(Pointing entries for labeled objects)
►
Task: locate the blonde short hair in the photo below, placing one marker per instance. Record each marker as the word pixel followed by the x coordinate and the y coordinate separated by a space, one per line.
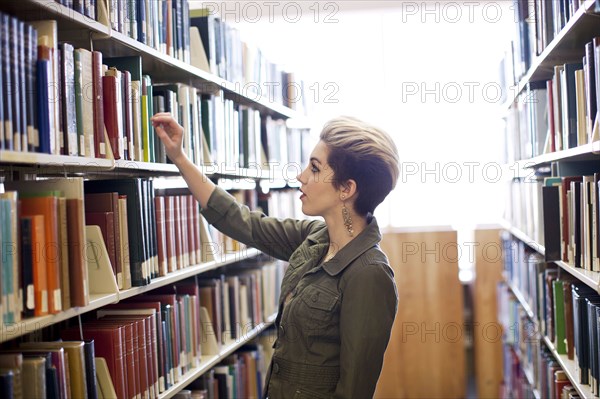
pixel 365 154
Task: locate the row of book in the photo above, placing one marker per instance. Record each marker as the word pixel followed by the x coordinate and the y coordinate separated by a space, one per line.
pixel 148 343
pixel 160 24
pixel 564 310
pixel 537 23
pixel 570 219
pixel 236 60
pixel 530 369
pixel 146 234
pixel 105 104
pixel 58 369
pixel 201 38
pixel 90 8
pixel 241 375
pixel 238 136
pixel 558 113
pixel 523 206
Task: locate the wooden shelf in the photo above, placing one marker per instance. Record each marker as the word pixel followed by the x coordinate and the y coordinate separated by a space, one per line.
pixel 134 167
pixel 570 369
pixel 567 46
pixel 189 272
pixel 38 162
pixel 74 25
pixel 208 362
pixel 589 278
pixel 567 365
pixel 522 300
pixel 165 68
pixel 26 326
pixel 586 152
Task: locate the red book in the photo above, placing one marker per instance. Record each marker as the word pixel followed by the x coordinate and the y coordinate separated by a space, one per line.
pixel 77 263
pixel 127 116
pixel 141 347
pixel 170 230
pixel 161 234
pixel 194 260
pixel 109 202
pixel 98 103
pixel 150 313
pixel 48 206
pixel 140 302
pixel 37 281
pixel 108 343
pixel 185 247
pixel 130 348
pixel 551 129
pixel 111 86
pixel 168 299
pixel 178 232
pixel 566 187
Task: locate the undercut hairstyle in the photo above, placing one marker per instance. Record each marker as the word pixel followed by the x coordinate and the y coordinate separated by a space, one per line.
pixel 365 154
◄
- Problem statement
Update all of the lines above by putting "image" wherever "photo" appears and keeping everything else the same. Leave the pictures out of your answer.

- Output of the exercise
Task: locate the blonde short hair in the image below, placing one marker per instance. Record each marker as the word pixel followed by the x coordinate and the y coordinate separated by a space, one per line.
pixel 365 154
Task: locate the row of book in the image above, placing one marker per instance. Record each marker as the word pixel followed by the x coordinate and the y coordinate separated by a space, one per line.
pixel 148 343
pixel 160 24
pixel 564 310
pixel 537 23
pixel 570 219
pixel 236 60
pixel 530 369
pixel 146 234
pixel 105 104
pixel 58 369
pixel 201 38
pixel 90 8
pixel 241 375
pixel 238 136
pixel 558 113
pixel 523 206
Task: locate the wooden shelf in the image above, placing one marker per instance. Record each marker as the word pixel followed by the x coordinate and the y coordinate separated by a space, one per line.
pixel 134 167
pixel 570 369
pixel 567 46
pixel 189 272
pixel 38 162
pixel 74 25
pixel 208 362
pixel 589 278
pixel 567 365
pixel 522 300
pixel 165 68
pixel 26 326
pixel 586 152
Task: locate the red book in the image above, placing one marker per instance. Record each marker as the word pixel followed by the x coordinate and the y coordinate separated by a space, one per line.
pixel 77 263
pixel 127 116
pixel 141 347
pixel 170 230
pixel 161 234
pixel 194 260
pixel 109 202
pixel 98 103
pixel 150 313
pixel 48 206
pixel 140 302
pixel 37 281
pixel 108 343
pixel 185 247
pixel 130 348
pixel 551 129
pixel 111 86
pixel 168 299
pixel 178 232
pixel 566 187
Task: locate the undercut hairstyle in the image above, placing one marker per instance. Record each marker as the word pixel followed by the x coordinate and the y coordinate separated by a space, one per line.
pixel 365 154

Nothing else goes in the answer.